Your goal: Reproduce each entry below verbatim.
···
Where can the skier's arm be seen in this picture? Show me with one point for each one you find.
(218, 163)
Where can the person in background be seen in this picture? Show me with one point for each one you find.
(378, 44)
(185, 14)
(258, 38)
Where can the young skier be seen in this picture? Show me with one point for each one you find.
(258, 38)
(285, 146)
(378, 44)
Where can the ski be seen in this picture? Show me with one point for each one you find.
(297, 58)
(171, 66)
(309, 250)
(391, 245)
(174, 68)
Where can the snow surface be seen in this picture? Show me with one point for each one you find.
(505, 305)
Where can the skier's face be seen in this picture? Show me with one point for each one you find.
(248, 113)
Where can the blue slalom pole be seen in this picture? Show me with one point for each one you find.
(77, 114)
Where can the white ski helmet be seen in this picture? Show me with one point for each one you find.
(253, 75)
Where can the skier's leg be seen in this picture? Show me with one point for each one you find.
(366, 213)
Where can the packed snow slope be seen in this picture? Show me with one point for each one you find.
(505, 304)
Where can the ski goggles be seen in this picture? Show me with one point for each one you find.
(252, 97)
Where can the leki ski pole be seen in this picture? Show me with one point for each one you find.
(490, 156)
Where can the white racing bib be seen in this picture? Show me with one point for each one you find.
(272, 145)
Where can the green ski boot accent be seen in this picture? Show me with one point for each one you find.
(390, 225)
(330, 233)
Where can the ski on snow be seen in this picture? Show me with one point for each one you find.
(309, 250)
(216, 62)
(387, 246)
···
Answer box:
Where can the skier's arm be seen in this picture? Show me with one point for each one you find.
(218, 163)
Where can the person in background be seen in this picture? Show me with one point for each one you find.
(378, 44)
(185, 14)
(258, 38)
Where can the young skier be seen in this picture? Show me with one point for each one you find.
(258, 38)
(285, 146)
(378, 44)
Where can the ski be seen in this picture? Show me with one point for each one you find.
(297, 58)
(171, 66)
(309, 250)
(391, 245)
(174, 68)
Where can the snow surface be seen in this picture? Show me with one point for each one you find.
(505, 305)
Where can the skier's face be seen in this picture? Show me with one point for each one you find.
(248, 113)
Where can the blue slalom pole be seen in this picture? Show me with one point for each one you find.
(77, 114)
Where can the white ski helmet be seen in this picture? Show me with one point for each one you find.
(253, 75)
Where can the skier's leg be seen in this picture? Show me with one point for each one you find.
(366, 213)
Where can the packed snow slope be seen in this picture? Show me with one point for each one you find.
(505, 304)
Where can the ski goggles be seen in this picture? Show me with one point for each one you find.
(252, 97)
Where can the leki ski pole be seen in this picture? Show me with one point for each one you find.
(490, 156)
Where can the white racing bib be seen in this picture? Show me with one point for each one you find.
(272, 145)
Where can the green ski boot accent be seen in this picture? Show me with one point for each one you find.
(390, 225)
(330, 233)
Where can the ski on snow be seen in this picture? Show me with one point for each one you find.
(309, 250)
(216, 62)
(387, 246)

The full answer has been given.